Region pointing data
<<<<

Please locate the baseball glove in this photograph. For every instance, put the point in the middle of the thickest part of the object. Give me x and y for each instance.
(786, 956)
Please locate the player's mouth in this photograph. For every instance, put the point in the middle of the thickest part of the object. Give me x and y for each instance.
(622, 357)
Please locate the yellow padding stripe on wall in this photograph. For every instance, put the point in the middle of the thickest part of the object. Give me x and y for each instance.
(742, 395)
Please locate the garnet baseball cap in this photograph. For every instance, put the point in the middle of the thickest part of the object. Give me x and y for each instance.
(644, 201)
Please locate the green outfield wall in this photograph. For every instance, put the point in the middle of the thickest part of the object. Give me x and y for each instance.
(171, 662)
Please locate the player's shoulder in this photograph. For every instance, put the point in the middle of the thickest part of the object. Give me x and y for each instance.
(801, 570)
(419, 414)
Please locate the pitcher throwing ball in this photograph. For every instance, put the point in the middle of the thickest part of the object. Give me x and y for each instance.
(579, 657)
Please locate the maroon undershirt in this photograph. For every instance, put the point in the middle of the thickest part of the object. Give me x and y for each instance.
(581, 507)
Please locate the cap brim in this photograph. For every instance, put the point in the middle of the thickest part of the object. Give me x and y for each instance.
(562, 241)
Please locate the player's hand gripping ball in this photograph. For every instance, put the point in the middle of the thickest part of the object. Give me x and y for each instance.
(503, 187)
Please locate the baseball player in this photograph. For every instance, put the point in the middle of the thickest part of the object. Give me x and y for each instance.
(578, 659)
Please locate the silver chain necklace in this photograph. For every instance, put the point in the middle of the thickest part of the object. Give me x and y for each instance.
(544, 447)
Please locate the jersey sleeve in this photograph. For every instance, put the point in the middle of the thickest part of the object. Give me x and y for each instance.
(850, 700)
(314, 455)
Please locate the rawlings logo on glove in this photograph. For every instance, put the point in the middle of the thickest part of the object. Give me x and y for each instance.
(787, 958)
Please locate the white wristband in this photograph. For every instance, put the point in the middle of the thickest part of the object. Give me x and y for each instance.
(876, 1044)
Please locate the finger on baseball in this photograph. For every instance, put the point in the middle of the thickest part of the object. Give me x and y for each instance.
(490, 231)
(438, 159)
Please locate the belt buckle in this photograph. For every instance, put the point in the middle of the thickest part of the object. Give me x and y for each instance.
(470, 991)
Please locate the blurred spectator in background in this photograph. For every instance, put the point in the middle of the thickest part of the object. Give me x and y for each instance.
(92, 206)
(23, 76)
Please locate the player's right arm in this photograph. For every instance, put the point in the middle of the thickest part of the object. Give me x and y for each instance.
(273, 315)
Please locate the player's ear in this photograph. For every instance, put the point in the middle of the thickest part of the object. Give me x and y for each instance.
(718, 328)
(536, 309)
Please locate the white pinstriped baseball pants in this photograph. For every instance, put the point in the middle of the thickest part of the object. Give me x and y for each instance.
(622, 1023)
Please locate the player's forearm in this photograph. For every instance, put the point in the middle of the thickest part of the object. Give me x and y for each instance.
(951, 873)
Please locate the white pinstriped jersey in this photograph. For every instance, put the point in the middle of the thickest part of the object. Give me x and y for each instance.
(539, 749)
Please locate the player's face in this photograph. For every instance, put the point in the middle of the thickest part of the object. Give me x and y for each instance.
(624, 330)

>>>>

TASK DESCRIPTION
The answer must consist of all the entries, copied exactly.

RESULT OF THIS TASK
Please locate the baseball glove in this photograph. For every instance, put the point in the middle of the thickest part of the object. Give me x and y for each instance.
(786, 956)
Please locate the player's mouth in this photograph. For every instance, put the point in the middle of the thickest part of the object. Give me x and y for each instance.
(622, 357)
Please locate the yellow padding stripe on wall in this photograph. For every instance, put the point in the middle of the thickest part of the object. Give me x and y for each instance.
(742, 395)
Please locate the garnet baseball cap in this photograph. For every instance, put the point in the middle of the thickest part of the object. Give me x and y for each instance.
(644, 201)
Please locate the green outfield wall in this photograph. For every instance, put the point in the middle of the thickest part of the object. Give me x and y for each instance.
(171, 662)
Please locate the player's shoulder in this photograph. For every instance, put the point in the middle of the thickest part of the object. Give me x and y for each instance.
(801, 570)
(419, 414)
Please locate the pitcher throwing ball in this photograph. For every instance, put the point in the middle of the thickest part of the object. Give me x and y for each instance.
(579, 657)
Please locate the maroon undershirt in this photograph. For every instance, put the point in the middle of the thickest part of the object. Give me x and y for each instance.
(581, 507)
Please locate the cap brim in this photograph. For every instance, put the point in the middle of the thickest part of the object. Give me x and y for each instance.
(562, 241)
Please locate the player's hand gripping ball in this photograph. For every instance, put the point in the middle of the thickest part of the object. Give me x and y for each instance.
(503, 187)
Please locate the baseball player in this photograph. For every instance, put the point in the middle of the thickest part of the object. Give me x and y for each instance.
(578, 659)
Please locate the silver chain necklace in this photograph. For every instance, put the point in the middle of the thickest part of the object. Give me x and y for each instance.
(544, 447)
Please locate the jersey sleeve in this photograph. For every instance, put the point in the middle of the thickest part of the object. Give me x and y for each instance.
(850, 700)
(314, 455)
Please locate the rawlings logo on glove in this photograph. For every instance, put the point in the middle of the thickest part of the object. Give me x and y for each instance.
(787, 958)
Please locate the white wristband in this photograph. For every instance, put the point in the middle of the thickest part of the object. Give me x and y for each instance.
(876, 1044)
Please locate the finger on baseball in this photograph. For every instance, put the point in the middle of the thickest part of the object. Give me x and y for each instance.
(490, 231)
(438, 159)
Please locate the belt buckle in this photograph. For every instance, put the point in the middle of the thickest part of the object. Give me x and y for each instance.
(470, 991)
Please locate the blurred spectator in background in this photograph. For every instance, put the point in the middle of the thickest part of the object. Give me x and y for each instance.
(92, 206)
(23, 76)
Please locate the player's right arm in this photograph. For every instance, put the point in the middle of the thickest part of the object. Give me x and y for each instance.
(273, 315)
Please locate the player's ear in this photograph. For every instance, put the point in the middle of the thickest part of the object. Give me x and y for each instance.
(718, 328)
(536, 309)
Please locate the white pinstriped baseball pants in this photograph. For every instance, put the point in the middle of the thickest part of the object. Give me x and y for each instance.
(622, 1023)
Please locate the player's forearm in this photograph. For every instance, put the point in the middle of the thickest part of the object. Give me x and y for each instance.
(951, 873)
Please locate the white pinstriped jersey in this photograph. For every instance, put the point in the middle of the thickest part of the object. Give me x and y for each instance.
(539, 749)
Please locate the player's face in this photograph. For every instance, put the point in the middle of the thickest part of the object. Give me x and y for each instance.
(624, 330)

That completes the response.